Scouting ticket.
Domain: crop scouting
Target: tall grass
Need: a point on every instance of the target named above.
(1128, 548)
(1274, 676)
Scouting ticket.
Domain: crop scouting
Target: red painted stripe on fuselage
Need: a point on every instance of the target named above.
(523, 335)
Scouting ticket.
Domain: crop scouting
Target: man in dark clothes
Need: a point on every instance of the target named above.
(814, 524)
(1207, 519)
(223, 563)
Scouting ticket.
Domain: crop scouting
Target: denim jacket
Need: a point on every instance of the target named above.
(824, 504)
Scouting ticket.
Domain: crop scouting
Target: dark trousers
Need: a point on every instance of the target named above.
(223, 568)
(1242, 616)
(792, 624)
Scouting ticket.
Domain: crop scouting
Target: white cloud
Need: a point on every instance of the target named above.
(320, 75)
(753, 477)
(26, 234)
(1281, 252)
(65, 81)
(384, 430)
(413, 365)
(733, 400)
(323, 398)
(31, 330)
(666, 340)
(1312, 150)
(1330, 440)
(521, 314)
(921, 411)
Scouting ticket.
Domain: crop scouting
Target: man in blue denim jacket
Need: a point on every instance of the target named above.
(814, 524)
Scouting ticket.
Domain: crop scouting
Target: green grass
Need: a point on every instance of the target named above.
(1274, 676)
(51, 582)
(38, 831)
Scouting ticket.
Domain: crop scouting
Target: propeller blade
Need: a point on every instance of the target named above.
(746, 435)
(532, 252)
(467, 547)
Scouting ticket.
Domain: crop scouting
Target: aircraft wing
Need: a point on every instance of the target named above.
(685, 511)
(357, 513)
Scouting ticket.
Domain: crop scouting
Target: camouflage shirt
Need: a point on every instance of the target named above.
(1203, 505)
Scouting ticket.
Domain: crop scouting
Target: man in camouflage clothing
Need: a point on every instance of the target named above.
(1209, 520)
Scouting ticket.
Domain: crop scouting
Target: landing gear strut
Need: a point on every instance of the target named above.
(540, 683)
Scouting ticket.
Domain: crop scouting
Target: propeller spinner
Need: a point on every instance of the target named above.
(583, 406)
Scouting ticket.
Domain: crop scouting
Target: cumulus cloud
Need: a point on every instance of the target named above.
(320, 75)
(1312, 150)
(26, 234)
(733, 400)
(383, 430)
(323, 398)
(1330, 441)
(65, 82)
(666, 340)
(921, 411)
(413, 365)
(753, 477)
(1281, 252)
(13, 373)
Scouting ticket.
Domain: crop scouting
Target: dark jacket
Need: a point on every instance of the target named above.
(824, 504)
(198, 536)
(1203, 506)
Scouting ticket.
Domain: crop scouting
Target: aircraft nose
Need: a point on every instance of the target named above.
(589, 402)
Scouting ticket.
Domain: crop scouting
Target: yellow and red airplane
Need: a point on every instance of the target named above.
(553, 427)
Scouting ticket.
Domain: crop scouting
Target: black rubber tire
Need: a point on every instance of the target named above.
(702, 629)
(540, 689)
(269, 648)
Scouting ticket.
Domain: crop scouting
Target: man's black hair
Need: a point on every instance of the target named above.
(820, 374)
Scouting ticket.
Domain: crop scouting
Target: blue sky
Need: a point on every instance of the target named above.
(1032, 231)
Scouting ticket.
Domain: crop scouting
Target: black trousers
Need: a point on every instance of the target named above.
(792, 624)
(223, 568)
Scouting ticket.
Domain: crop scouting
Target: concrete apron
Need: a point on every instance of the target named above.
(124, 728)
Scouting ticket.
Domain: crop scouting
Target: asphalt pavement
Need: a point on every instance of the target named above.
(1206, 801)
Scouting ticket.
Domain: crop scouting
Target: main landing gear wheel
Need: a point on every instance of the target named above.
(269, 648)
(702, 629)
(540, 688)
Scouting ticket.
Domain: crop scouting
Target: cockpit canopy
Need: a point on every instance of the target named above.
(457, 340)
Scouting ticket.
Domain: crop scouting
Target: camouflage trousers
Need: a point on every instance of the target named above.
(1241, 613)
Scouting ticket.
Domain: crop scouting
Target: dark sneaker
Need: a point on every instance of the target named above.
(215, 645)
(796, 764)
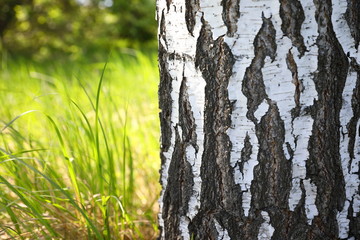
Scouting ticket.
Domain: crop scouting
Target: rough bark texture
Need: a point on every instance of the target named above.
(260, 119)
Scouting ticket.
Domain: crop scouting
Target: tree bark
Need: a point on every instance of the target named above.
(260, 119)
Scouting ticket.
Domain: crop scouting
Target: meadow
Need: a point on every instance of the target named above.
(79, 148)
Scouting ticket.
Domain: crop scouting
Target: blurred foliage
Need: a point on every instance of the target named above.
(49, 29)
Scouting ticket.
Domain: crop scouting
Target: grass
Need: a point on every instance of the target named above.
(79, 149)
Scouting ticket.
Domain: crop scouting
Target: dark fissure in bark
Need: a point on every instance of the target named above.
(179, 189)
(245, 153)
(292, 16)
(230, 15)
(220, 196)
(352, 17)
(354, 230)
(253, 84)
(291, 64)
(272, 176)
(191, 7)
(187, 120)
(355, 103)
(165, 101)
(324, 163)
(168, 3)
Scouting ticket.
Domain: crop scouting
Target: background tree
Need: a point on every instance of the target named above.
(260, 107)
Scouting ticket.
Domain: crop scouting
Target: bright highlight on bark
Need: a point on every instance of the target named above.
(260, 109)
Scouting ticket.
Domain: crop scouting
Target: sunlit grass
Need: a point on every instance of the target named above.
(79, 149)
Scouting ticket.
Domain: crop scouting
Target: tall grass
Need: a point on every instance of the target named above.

=== What is needed ===
Print all of the entries word for word. Omit the pictures they contain.

=== Complete answer ===
Scouting ticket.
Domain: crop scouting
Target: tall grass
Need: a point on every instance of the target named above.
(1128, 548)
(1274, 676)
Scouting ticket.
Domain: crop scouting
Target: red painted stripe on fuselage
Need: a point on every instance of the target named above.
(523, 335)
Scouting ticket.
Domain: crop scouting
Target: man in dark clothes
Need: a point on every instance of the target named above.
(814, 524)
(1207, 519)
(223, 563)
Scouting ticket.
Domain: crop scouting
Target: denim jacket
Need: a point on every instance of the target named above.
(824, 504)
Scouting ticket.
Domain: crop scouting
Target: dark trousers
Need: a point on every instance of the target named above.
(223, 568)
(1242, 616)
(792, 624)
Scouting ticket.
Domain: crop scouting
Target: white cloud
Need: a point on every instance of the target named above.
(320, 75)
(753, 477)
(26, 234)
(1281, 252)
(65, 81)
(384, 430)
(413, 365)
(733, 400)
(323, 398)
(31, 330)
(666, 340)
(1312, 150)
(1330, 440)
(521, 314)
(921, 411)
Scouting ticket.
Domain: crop scouting
Target: man in blue denim jacket
Need: a point on every instance of the target named above.
(814, 524)
Scouting ticket.
Domain: crop scouting
Target: green grass
Need: a point on every instance of the target named above.
(1274, 676)
(51, 582)
(38, 831)
Scouting ticket.
Domain: crop scouting
Target: propeller blade
Need: a point on every instance of the target named above.
(746, 435)
(532, 252)
(467, 547)
Scouting ticket.
Domain: crop scouting
Target: aircraft wing
Need: a point on every instance of the target named above.
(685, 511)
(357, 513)
Scouting ticket.
Domain: crop scouting
Target: camouflage shirt
Need: a point on every instance of the target named above.
(1203, 505)
Scouting ticket.
Domain: crop scouting
Target: man in camouflage clothing
Need: a point on every instance of the target named above.
(1209, 520)
Scouting ticket.
Domain: crop scouting
Target: landing gear strut
Need: a point on every instance of the target named above.
(540, 683)
Scouting ticket.
Domain: crop scouting
Target: propeller spinner
Need: a point on every instance of the target named above.
(583, 406)
Scouting ticket.
Domain: crop scouting
Target: cumulus cloud
Need: a point on every instance of the target named above.
(320, 75)
(1312, 150)
(26, 234)
(733, 400)
(383, 430)
(323, 398)
(1330, 441)
(65, 82)
(666, 340)
(921, 411)
(413, 365)
(753, 477)
(1281, 252)
(13, 373)
Scouting ticket.
Domain: crop scouting
Target: dark jacket
Need: a point on every instance of the target named above.
(824, 504)
(198, 536)
(1203, 506)
Scouting ticket.
Domain: crop scouting
Target: aircraft nose
Need: a point on every instance of the target named above.
(589, 402)
Scouting ticket.
Domain: crop scouting
Target: yellow and red airplane
Need: a point on every instance of the target named above.
(553, 427)
Scouting ticket.
Domain: crop scouting
Target: black rubber tire
Need: a point on every instance of the target named above.
(702, 629)
(540, 689)
(269, 648)
Scouting ticket.
Domain: crop scouting
Target: man's black hair
Need: a point on every instance of the target named above.
(820, 374)
Scouting ticket.
Domain: crop scouting
Target: blue sky
Need: a point on every instance of the target named above.
(1032, 231)
Scouting ticket.
Domain: crop scouting
Target: black trousers
Need: a point on every instance of the target named above.
(792, 624)
(223, 568)
Scouting ticket.
Domain: crop scouting
Target: concrete apron
Need: a point on every instance of the target named above.
(124, 728)
Scouting ticket.
Domain: crop scouting
Target: asphalt pavement
Need: a point on every instance of the target named above.
(1206, 801)
Scouting ticket.
Domain: crop scouting
Target: main landing gear wheel
Need: a point on every instance of the target named above.
(269, 648)
(702, 629)
(540, 688)
Scouting ticket.
Domain: crop scouting
Target: cockpit canopy
Need: a point on every instance of the target named above.
(457, 340)
Scouting ticket.
Domain: crop scouting
Target: camouflage trousers
Need: a point on every instance of the target named above.
(1241, 613)
Scouting ticket.
Domain: crop scouting
Target: dark sneaker
Need: a point on every instance of the target named above.
(215, 645)
(796, 764)
Scouting ticket.
Domain: crop scouting
Target: rough bark texture
Need: a point on every instance of the target named above.
(260, 119)
Scouting ticket.
Domain: crop scouting
Target: tree bark
Need: a point on every instance of the target named above.
(260, 119)
Scouting ticket.
Domain: crop scouting
Target: meadow
Need: a point on every instance of the target named above.
(79, 148)
Scouting ticket.
Domain: crop scouting
Target: blurred foliage
Need: a point on every instance of the target named above.
(49, 29)
Scouting ticket.
Domain: crop scouting
Target: grass
Need: a point on every instance of the target named above.
(79, 149)
Scouting ticket.
Domain: crop scouting
Target: dark fissure in bark
Need: a point on every instance of the target named above.
(179, 189)
(245, 153)
(292, 16)
(230, 15)
(220, 196)
(352, 17)
(354, 230)
(253, 84)
(291, 64)
(272, 176)
(191, 7)
(187, 120)
(355, 103)
(165, 101)
(324, 163)
(168, 3)
Scouting ticket.
Domain: crop scouting
Target: background tree
Need: a point on every instance of the target named above.
(260, 107)
Scouting ticket.
Domain: crop scouting
Target: bright highlight on bark
Need: a point on every instance of the target named above.
(260, 109)
Scouting ticket.
Domain: crop scouting
Target: sunlit grass
Need: a point on every instance of the target named above.
(79, 149)
Scouting ticket.
Domain: crop scouting
Target: tall grass
Need: a point on every instance of the target named above.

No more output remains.